TO BE DONE ▸
Transcribe the email-structure text word for word, everything from "20. 140 multipart/mixed" down to "text/html image(s) attachment(s)".

DOCUMENT TEXT ▸
19. 140 multipart/alternative text/html
Apparently email formatting is like politics: it's all about offering the illusion of choice.
20. 140 multipart/mixed text/plain attachment(s) text/plain
Seems to be messages with attachments forwarded to a mailing list, which adds its plain text footer.
21. 130 multipart/mixed multipart/signed text/plain attachment(s) text/plain
One of my mailing list correspondents digitally signs emails. (A digital signature is a cryptographic hash of the email content that [presumably] can't be faked, so you know the message really came from the sender.) The text/plain part is the email message, the attachment is the digital signature, and the mailing list wraps it in multipart/mixed and adds a footer.
22. 130 multipart/mixed multipart/related multipart/alternative text/plain text/html image(s) attachment(s)
If you can figure out what's going on here, you've passed Bo's MIME academy with flying colors. So to speak.
The other kind of Content-Type that occassionally showed up but we haven't discussed is message/rfc822. This is its own entire message format which is apparently similar to MIME, but different for historical reasons I don't understand. It can appear as a part of a larger MIME file. Anyway, emails with this kind of message in them, in my dataset, tended to be from mailing list software to me, as the moderator of the list, asking me to approve posts to the list. I'm tempted to generalize this and say that most rfc822 messages are automated emails of some type, but I don't know.
The above structures represented a bit over 98% of my emails, but there's a fairly long tail, with over 100 different kinds of structures. Of course, it reveals to my shame that I don't send or receive encrypted emails, but we all have areas to improve.
I would guess that the above is quite representative in the sense that, if you understand the structures above, most email structures you see will not surprise you too much. (Though I have nothing at all on which to base that claim.) However, the actual frequencies that an individual person will see probably varies greatly, mostly depending on the kinds of mailing lists and automated email sources they're subscribed to which can end up dominating the absolute numbers.

DATA SEGMENT ▸
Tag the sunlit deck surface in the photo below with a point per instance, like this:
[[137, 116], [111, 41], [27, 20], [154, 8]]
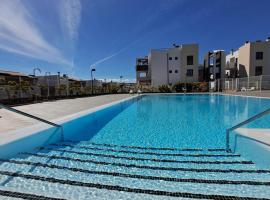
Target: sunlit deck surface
[[50, 110]]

WRITTEN RESPONSE ▸
20. 140 multipart/mixed text/plain attachment(s) text/plain
Seems to be messages with attachments forwarded to a mailing list, which adds its plain text footer.
21. 130 multipart/mixed multipart/signed text/plain attachment(s) text/plain
One of my mailing list correspondents digitally signs emails. (A digital signature is a cryptographic hash of the email content that [presumably] can't be faked, so you know the message really came from the sender.) The text/plain part is the email message, the attachment is the digital signature, and the mailing list wraps it in multipart/mixed and adds a footer.
22. 130 multipart/mixed multipart/related multipart/alternative text/plain text/html image(s) attachment(s)